EXERCISE AIM.
Scale the items from the beginning up to and including the line with "xmin=380 ymin=428 xmax=397 ymax=460": write out every line in that span again, requests included. Multiply each coordinate in the answers by 0.9 and round to the nearest whole number, rounding halves up.

____ GIVEN RECORDS

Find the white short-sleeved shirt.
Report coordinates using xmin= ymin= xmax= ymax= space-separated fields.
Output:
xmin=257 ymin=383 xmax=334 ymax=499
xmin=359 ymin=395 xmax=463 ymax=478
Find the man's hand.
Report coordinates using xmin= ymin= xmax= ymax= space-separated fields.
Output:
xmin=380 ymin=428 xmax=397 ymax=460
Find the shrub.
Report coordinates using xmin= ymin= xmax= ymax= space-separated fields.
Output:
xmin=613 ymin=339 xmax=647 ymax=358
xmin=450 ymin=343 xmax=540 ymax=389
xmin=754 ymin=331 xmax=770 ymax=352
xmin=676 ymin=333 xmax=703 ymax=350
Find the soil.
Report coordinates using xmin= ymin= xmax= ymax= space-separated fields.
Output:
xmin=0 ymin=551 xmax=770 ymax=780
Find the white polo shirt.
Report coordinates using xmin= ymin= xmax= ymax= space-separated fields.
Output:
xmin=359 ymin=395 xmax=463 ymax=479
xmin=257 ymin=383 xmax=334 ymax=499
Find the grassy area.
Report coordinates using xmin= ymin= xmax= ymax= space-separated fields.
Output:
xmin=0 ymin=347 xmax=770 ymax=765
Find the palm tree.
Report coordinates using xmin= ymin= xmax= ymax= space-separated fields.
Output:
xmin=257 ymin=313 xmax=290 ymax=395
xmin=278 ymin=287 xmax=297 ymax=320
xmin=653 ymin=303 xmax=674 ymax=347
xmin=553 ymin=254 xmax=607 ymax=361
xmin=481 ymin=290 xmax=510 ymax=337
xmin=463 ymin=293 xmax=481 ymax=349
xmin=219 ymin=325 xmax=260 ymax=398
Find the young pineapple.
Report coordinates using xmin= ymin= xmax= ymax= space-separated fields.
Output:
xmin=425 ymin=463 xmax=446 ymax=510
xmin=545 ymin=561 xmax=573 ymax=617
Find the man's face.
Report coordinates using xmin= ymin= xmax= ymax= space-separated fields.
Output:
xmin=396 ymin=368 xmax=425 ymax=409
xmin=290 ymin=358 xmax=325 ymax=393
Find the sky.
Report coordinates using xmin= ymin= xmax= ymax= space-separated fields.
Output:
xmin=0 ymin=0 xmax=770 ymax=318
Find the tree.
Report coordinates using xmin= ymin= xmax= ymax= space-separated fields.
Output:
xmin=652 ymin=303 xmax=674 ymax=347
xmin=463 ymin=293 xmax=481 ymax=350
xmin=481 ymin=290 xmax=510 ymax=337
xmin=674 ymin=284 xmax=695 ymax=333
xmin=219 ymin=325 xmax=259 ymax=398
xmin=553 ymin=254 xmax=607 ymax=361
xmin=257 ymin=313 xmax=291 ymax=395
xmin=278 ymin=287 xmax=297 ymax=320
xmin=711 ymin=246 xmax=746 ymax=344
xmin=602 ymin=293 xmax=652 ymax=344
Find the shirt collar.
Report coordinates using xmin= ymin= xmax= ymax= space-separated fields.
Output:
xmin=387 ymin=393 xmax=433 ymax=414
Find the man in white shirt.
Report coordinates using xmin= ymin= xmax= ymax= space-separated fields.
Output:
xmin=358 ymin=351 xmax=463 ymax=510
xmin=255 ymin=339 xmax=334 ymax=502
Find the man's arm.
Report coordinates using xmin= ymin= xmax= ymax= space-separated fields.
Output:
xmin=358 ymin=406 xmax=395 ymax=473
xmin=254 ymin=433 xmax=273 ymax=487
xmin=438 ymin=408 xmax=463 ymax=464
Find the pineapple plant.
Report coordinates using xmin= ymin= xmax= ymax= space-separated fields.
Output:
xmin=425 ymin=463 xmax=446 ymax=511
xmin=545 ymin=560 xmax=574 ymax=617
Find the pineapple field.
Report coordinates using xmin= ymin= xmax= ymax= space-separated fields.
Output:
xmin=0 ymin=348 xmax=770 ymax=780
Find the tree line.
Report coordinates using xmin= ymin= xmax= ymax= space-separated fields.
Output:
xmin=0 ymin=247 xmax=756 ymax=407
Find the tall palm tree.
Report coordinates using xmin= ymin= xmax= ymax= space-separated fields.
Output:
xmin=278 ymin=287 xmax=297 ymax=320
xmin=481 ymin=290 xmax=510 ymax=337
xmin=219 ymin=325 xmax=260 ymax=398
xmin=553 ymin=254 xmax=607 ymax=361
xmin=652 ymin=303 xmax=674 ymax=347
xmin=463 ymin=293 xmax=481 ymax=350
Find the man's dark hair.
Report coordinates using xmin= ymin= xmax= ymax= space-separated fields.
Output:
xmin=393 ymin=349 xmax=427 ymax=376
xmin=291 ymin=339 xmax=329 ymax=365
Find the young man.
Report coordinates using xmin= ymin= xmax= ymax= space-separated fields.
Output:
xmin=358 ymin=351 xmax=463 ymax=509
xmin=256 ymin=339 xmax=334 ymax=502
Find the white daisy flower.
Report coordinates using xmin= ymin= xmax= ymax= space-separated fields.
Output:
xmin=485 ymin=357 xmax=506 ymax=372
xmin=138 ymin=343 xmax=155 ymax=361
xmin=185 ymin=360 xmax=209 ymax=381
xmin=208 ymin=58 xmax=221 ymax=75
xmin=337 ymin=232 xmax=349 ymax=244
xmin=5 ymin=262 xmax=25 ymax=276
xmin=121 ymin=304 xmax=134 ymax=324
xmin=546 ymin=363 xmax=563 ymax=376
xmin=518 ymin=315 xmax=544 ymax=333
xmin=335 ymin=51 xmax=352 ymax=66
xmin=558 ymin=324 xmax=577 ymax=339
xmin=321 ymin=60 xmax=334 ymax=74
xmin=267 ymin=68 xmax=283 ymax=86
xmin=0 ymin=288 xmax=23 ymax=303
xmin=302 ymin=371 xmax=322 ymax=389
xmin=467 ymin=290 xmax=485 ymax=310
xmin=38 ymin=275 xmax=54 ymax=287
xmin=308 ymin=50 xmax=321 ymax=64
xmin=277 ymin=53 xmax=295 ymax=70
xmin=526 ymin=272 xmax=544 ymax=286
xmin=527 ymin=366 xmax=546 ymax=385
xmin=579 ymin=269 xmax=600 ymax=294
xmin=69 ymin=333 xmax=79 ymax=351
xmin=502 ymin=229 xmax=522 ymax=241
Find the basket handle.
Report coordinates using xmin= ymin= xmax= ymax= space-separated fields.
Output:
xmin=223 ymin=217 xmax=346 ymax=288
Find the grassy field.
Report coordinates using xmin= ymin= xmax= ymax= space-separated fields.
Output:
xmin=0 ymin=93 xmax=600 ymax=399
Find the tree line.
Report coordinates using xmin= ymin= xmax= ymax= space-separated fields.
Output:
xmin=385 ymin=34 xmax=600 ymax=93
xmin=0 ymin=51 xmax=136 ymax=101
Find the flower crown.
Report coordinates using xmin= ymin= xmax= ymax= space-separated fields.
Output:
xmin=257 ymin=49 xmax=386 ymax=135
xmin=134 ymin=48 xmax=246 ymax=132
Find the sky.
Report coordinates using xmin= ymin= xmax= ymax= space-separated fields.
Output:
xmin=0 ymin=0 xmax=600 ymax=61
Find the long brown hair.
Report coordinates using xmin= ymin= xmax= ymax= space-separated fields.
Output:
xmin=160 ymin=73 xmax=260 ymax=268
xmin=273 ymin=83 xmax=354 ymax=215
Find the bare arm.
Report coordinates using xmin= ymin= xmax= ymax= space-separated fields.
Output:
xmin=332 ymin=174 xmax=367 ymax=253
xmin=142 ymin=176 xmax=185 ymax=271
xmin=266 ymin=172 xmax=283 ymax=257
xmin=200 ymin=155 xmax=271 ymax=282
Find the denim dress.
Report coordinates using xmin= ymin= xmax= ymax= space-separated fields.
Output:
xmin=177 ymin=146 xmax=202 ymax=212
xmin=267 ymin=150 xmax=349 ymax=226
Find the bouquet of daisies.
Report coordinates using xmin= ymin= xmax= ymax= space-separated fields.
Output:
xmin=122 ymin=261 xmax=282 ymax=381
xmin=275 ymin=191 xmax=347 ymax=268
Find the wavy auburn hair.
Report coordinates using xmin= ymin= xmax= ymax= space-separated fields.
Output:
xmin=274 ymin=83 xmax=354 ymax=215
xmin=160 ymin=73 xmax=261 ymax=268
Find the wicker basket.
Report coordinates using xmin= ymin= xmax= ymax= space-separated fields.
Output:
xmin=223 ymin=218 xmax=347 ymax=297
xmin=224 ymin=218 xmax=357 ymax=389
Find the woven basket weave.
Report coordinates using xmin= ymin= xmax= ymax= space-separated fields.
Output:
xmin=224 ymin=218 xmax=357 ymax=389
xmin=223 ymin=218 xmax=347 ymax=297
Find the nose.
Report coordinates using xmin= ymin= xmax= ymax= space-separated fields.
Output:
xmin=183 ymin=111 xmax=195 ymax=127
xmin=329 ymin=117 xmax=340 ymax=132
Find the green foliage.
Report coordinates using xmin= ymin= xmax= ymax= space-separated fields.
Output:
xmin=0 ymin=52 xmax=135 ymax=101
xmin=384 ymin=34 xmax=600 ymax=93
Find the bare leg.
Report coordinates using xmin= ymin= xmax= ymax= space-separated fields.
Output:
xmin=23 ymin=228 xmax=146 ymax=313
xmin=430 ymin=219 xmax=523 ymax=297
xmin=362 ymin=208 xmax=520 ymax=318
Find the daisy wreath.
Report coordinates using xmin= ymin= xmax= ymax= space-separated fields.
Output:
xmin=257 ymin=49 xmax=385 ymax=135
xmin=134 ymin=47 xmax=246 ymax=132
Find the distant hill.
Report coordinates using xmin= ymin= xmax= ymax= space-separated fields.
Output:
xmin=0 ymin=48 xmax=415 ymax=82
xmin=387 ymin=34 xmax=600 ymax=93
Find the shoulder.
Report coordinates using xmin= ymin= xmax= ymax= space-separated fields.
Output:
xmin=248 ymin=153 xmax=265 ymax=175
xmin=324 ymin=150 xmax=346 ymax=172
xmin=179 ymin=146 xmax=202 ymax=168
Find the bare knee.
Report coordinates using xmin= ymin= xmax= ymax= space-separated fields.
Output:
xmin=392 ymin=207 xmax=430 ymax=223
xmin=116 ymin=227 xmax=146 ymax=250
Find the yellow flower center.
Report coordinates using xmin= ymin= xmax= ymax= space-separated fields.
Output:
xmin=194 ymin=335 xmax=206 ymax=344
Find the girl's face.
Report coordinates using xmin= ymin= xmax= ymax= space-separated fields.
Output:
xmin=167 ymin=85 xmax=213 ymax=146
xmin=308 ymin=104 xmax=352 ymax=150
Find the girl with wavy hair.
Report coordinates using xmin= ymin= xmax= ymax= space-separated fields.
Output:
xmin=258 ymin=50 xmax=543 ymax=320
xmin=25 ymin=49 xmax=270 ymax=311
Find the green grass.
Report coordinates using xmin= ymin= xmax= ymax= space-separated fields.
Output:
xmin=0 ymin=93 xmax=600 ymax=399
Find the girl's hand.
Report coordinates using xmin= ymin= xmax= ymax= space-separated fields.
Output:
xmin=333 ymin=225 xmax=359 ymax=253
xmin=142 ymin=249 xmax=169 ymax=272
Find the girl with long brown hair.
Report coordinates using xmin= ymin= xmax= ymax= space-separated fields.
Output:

________

EXERCISE ANSWER.
Find the white short-sleeved shirt.
Report coordinates using xmin= ymin= xmax= ymax= space-separated fields.
Output:
xmin=231 ymin=345 xmax=301 ymax=449
xmin=323 ymin=356 xmax=417 ymax=430
Find the man's hand.
Report coordinates using xmin= ymin= xmax= ymax= space-separated fields.
Output:
xmin=342 ymin=385 xmax=357 ymax=414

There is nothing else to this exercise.